*** Text section

Question from ignorance: how do you get "petabytes of data" into the Google Cloud in a reasonable time? I find copying a mere few TB can take days and that's on a local network not over the internet.
I don't work in this specific field, but did previously, during the first decade of this century, in broadcast video distribution.
At the time, UDP based tools such as Aspera[1], Signiant[2] and FileCatalyst[3] were all the rage for punting large amount of data over the public Internet.
Aspera, is the current winner in Bioinformatics. The European Bioinformatics Institute and US NCBI are both big users of it. Mainly for INSDC (Genbank/ENA/DDBJ) and SRA (Short Read Achive) uploads.
For UniProt a smaller dataset we just use it to clone servers and data from Switzerland to the UK and US at 1GB/s over wide area internet.
Jim Kent wrote a small program parafetch - basically an ftp client that parallelized uploads. It worked reasonably well for speeding things up maybe 10x. You can get it somewhere on the UCSC web site in his software repository, though it involves compiling the C code.
Tannenbaum always forgot to include the time writing and reading tapes. Typical 10TB hard drives (which most people use for data interchange instead of tapes) only have ~100MB/sec bandwidth (~ same as 1Gbit NIC).
I have worked with biologist in the past and tried to show them how to improve their data processing - for example sticking things in a database rather than clog the network file system with millions of short files. The majority don't seem to take any interest.
you should have told them they'd publish twice as many papers in high priority journals if they could improve their data processing. then show them their competitor's paper where they did just that.
Can you say what the breakdown is between happy "institutional" (read: universities, research institutes, etc) and "industry" (read: private companies) customers? This seems great, except that federal grant funding used to make it really hard to use stuff like that.

******

Please carry on the forum thread above about moving large research datasets, starting after its last post.

*** Extracted material

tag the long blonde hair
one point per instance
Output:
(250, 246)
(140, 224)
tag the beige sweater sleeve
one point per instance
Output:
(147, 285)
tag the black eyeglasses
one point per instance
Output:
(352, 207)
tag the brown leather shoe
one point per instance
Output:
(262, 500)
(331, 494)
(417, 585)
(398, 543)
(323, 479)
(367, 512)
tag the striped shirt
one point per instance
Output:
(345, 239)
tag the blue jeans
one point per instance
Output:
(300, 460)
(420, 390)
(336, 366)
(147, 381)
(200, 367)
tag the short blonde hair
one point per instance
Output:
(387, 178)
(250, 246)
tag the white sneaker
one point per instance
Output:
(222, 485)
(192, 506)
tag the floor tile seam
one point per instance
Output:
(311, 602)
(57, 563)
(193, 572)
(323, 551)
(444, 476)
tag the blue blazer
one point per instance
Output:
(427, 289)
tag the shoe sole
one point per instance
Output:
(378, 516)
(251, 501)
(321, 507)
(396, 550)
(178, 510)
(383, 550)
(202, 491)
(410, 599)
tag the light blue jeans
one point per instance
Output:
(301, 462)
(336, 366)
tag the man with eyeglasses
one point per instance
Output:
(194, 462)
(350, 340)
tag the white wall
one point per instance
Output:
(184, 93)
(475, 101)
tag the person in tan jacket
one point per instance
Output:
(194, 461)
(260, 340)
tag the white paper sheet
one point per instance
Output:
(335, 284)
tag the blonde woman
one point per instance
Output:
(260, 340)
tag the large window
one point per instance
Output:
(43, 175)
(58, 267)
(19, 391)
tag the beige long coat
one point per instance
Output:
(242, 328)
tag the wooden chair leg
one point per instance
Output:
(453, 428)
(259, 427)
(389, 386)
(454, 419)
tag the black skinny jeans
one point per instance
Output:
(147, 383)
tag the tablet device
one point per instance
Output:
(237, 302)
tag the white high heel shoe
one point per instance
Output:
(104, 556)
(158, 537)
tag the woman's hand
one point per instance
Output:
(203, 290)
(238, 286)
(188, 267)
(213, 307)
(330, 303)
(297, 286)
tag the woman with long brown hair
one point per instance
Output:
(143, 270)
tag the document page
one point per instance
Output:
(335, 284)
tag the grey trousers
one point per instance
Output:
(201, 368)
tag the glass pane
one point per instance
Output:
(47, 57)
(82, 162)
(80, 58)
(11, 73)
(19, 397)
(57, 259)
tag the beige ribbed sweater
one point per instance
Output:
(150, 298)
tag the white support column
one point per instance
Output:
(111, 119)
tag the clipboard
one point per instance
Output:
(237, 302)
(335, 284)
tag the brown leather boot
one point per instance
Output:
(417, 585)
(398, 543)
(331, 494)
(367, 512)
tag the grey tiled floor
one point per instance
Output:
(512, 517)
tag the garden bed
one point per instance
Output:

******

**Result of the exercise:**
After a few years I understood stuff better and moved my pipelines to MapReduce. And I built a bigger simulator (Exacycle). It was easy to process 100+T datasets in an hour or so. It wasn't a lot of work, really. We converted external data forms to protobufs and stored them in various container files. Then we ported the code that computed various parameters from the simulation to MapReduce.
I took this knowledge, looked at the market, and heard "storing genomic data is hard". After some research, I found that storing genomic data isn't hard at all. People spend all their time complaining about storage and performance, but when you look, they're using tin can telephones and wind up toy cars. This is because most scientists specialize in their science, not in data processing. So, based on this I built a product called 'Google Cloud Genomics' which stores petabytes of data (some public, some private for customers). Our customers love it- they do all their processing in Google Cloud, with fast access to petabytes of data. We've turned something that required them to hire expensive sysadmins and data scientists into something their regular scientists can just use (for example, from BigQuery or Python).
One of the things that really irked me about genomic data is that for several years people were predicting exponential growth of sequencing and similar rates of storage needs. They made ludicrous projections and complained that not enough hard drives were made to store their forthcoming volumes. oh, and the storage cost too much, too. Well, the reality is that genomic data doesn't ahve enough value to archive it for long times (sorry, folks, for those that believe it: your BAM files don't have value enough for you to pay the incredibly low rates storage providers charge! Also, we can just order more harddrives, Seagate just produces drive to meet demand, so if there is a real demand signal and money behind it, the drives will be made. Actual genomic data is tiny compared to cat videos.
The real issue is that most researchers don't have the tools or incentives to properly collect, store, and use big data. Until that is fixed, the field will continue in a crisis.